▸ **Given problem**
In the roundtable notes below, what share of what is called NAV oversight today did the group estimate is real oversight?
*** Source extract
Last week, we at FundGuard hosted a roundtable in Edinburgh that brought together asset management leaders to talk about something the industry has been circling for a while now: how do we, in the asset management industry, build operating models that can actually keep up with the pace of change, when the data and provider ecosystem underneath them hasn’t kept up at all?

It was a fun, candid conversation and we like to think our audience got lots out of it. Much less was said about technology in the abstract and the focus was instead more on the friction that’s still defining day-to-day work inside oversight, accounting, IT and operations teams. 

For anyone who couldn’t make it, here are some notes on what was discussed, as well as the key takeaways that you may find most useful.

Most Oversight Isn’t Really Oversight

The conversation opened on something that’s quickly becoming one of the industry’s most uncomfortable truths: teams labelled as oversight functions are spending most of their time working on manual low-level work such as chasing data, converting formats, and reconciling inconsistencies before they can even begin to do the work the role is named for.

One participant put it sharply: of everything being called NAV oversight today, the group estimated only around 40% is real oversight. The rest is data preparation that leadership is incorrectly calling oversight.
******
*** Data shown
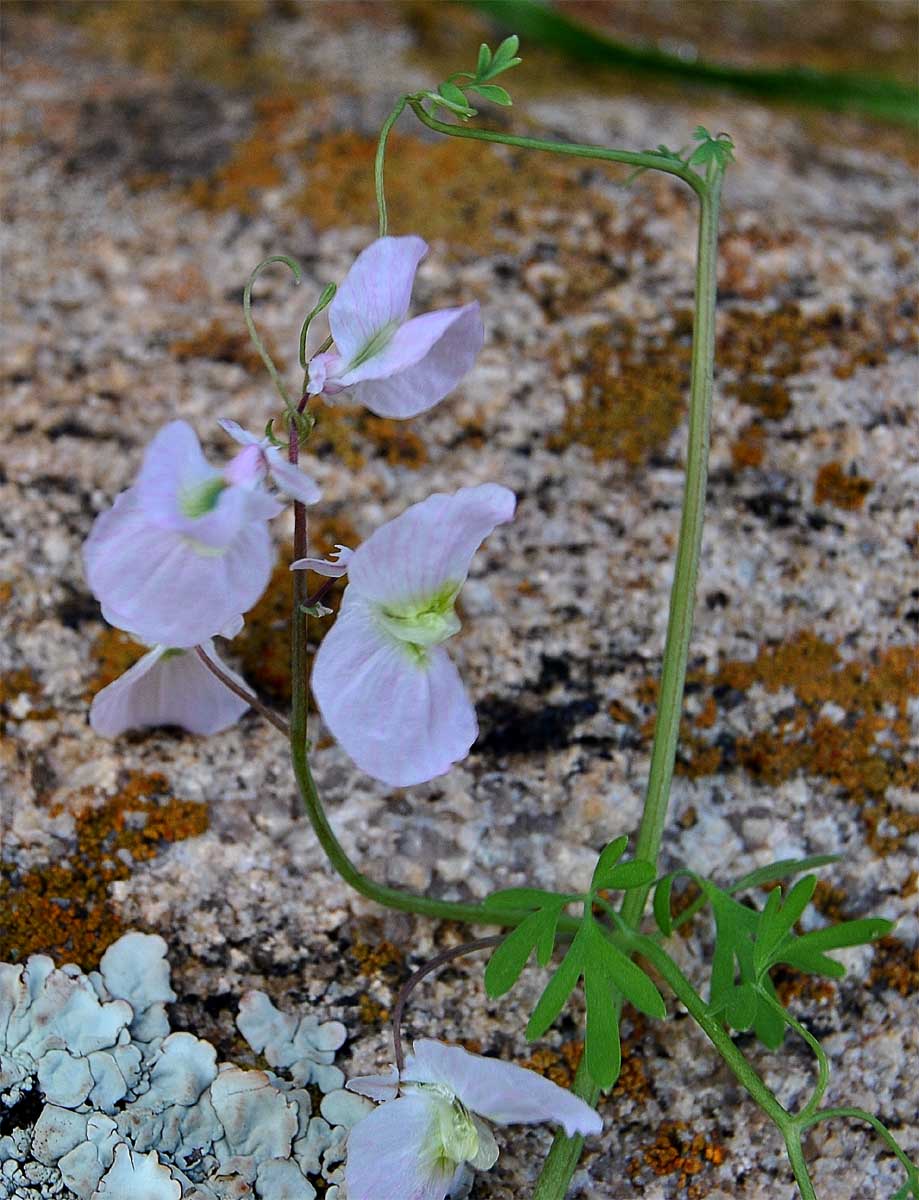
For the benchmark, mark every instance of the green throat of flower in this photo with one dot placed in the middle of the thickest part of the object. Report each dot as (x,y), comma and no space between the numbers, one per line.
(199,499)
(378,342)
(420,624)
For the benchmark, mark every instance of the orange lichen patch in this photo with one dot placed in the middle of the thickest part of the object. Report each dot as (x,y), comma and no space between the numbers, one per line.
(895,966)
(677,1151)
(64,909)
(632,395)
(749,450)
(254,166)
(371,1012)
(222,345)
(113,652)
(264,645)
(484,193)
(557,1063)
(863,751)
(353,435)
(766,347)
(840,487)
(377,958)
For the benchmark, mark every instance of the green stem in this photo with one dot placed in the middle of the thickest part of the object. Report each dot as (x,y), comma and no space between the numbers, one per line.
(254,334)
(881,1129)
(563,1157)
(683,593)
(794,1151)
(392,898)
(647,161)
(398,109)
(823,1067)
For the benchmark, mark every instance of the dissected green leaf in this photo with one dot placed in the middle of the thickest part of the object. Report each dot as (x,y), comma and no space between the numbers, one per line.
(768,1025)
(601,958)
(719,150)
(546,943)
(454,96)
(808,954)
(635,874)
(778,919)
(510,957)
(740,1006)
(781,870)
(505,54)
(602,1049)
(492,91)
(554,995)
(847,933)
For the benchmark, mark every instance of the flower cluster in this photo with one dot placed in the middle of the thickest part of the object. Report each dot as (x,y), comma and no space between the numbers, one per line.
(428,1129)
(186,551)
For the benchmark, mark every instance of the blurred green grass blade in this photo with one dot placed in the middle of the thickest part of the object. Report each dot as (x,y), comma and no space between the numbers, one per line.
(881,97)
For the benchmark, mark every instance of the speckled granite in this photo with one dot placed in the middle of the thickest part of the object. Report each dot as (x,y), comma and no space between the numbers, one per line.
(149,163)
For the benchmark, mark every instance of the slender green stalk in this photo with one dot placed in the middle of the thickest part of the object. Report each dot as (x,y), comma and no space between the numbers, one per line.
(565,1152)
(392,898)
(570,149)
(398,109)
(683,593)
(912,1183)
(823,1067)
(794,1151)
(254,334)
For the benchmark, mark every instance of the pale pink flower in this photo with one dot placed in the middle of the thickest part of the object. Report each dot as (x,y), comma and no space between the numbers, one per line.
(168,687)
(260,459)
(418,1143)
(385,687)
(187,549)
(392,365)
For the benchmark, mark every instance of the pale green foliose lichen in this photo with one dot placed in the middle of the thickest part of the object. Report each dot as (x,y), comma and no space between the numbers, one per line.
(131,1109)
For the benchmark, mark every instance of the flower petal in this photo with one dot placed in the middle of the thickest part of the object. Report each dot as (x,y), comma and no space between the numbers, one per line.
(173,461)
(290,479)
(374,293)
(168,689)
(402,718)
(390,1155)
(424,361)
(334,570)
(499,1091)
(166,588)
(430,545)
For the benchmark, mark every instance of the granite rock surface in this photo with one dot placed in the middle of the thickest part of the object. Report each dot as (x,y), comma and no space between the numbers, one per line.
(154,154)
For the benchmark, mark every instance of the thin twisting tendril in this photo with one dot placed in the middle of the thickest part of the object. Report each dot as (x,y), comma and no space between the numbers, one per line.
(251,324)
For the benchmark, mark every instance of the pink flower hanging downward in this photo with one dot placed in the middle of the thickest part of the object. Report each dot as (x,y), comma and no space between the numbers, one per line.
(394,366)
(384,684)
(187,549)
(168,687)
(416,1145)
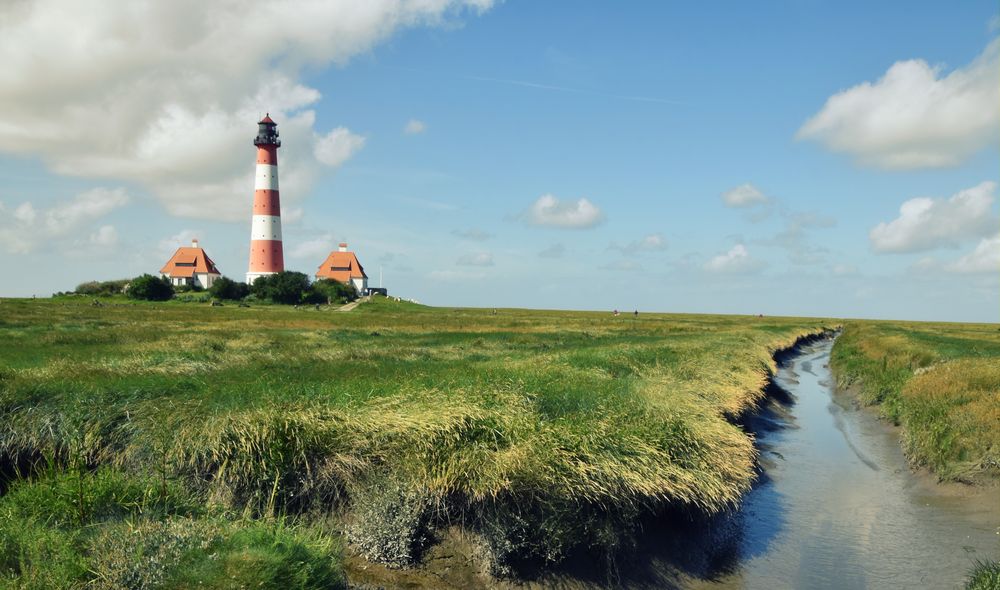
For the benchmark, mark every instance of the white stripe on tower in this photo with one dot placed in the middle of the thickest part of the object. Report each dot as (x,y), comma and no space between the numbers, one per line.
(267,178)
(266,227)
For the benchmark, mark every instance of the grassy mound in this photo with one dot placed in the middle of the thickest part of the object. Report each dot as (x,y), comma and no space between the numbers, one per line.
(940,382)
(541,432)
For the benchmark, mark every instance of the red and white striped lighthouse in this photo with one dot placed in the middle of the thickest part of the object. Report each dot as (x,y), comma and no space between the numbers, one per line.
(266,256)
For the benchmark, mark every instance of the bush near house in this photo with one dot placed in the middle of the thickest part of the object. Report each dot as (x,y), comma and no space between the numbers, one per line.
(330,291)
(288,287)
(102,288)
(227,288)
(149,288)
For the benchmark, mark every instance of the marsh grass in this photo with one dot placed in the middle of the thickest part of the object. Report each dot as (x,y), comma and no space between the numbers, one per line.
(940,382)
(542,432)
(985,576)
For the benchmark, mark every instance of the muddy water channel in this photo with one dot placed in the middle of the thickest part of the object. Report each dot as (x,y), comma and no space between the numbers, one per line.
(837,506)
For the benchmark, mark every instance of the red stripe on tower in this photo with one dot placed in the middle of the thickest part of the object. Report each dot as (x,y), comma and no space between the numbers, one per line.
(266,256)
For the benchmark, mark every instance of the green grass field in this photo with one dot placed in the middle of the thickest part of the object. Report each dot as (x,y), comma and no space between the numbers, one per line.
(540,432)
(940,382)
(180,445)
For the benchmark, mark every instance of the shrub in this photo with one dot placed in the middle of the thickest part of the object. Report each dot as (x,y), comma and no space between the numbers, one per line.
(287,287)
(227,288)
(330,291)
(145,532)
(150,288)
(390,522)
(102,288)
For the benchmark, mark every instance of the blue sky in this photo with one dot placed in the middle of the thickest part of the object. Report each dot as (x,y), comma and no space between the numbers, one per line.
(722,158)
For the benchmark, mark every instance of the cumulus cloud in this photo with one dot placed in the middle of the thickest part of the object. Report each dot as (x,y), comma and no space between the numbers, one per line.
(475,259)
(737,260)
(914,116)
(745,195)
(553,251)
(414,127)
(548,211)
(622,265)
(456,275)
(337,146)
(925,223)
(27,228)
(796,236)
(648,243)
(105,236)
(167,94)
(984,259)
(169,245)
(476,235)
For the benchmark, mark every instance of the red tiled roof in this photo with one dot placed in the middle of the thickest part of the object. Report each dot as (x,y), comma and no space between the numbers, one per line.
(187,261)
(341,266)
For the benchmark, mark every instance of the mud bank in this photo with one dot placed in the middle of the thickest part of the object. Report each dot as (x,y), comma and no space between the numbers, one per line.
(676,546)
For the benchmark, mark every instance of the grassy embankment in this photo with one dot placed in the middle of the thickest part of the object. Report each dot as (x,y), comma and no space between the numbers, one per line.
(215,441)
(939,382)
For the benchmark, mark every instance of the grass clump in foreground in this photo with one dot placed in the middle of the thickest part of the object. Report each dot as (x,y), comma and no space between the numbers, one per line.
(985,576)
(940,382)
(107,529)
(538,432)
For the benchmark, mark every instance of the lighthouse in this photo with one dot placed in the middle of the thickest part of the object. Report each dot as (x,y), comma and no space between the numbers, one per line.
(266,256)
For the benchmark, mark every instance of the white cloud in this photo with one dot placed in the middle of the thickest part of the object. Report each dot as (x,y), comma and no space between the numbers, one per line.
(745,195)
(737,260)
(622,265)
(430,204)
(316,249)
(475,259)
(456,275)
(648,243)
(167,94)
(476,235)
(105,236)
(913,117)
(169,245)
(984,259)
(551,212)
(925,223)
(414,127)
(28,228)
(336,147)
(553,251)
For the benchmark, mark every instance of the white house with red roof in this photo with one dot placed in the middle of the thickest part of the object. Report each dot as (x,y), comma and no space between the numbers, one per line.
(191,266)
(343,266)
******
▸ **Task answer**
Around 40%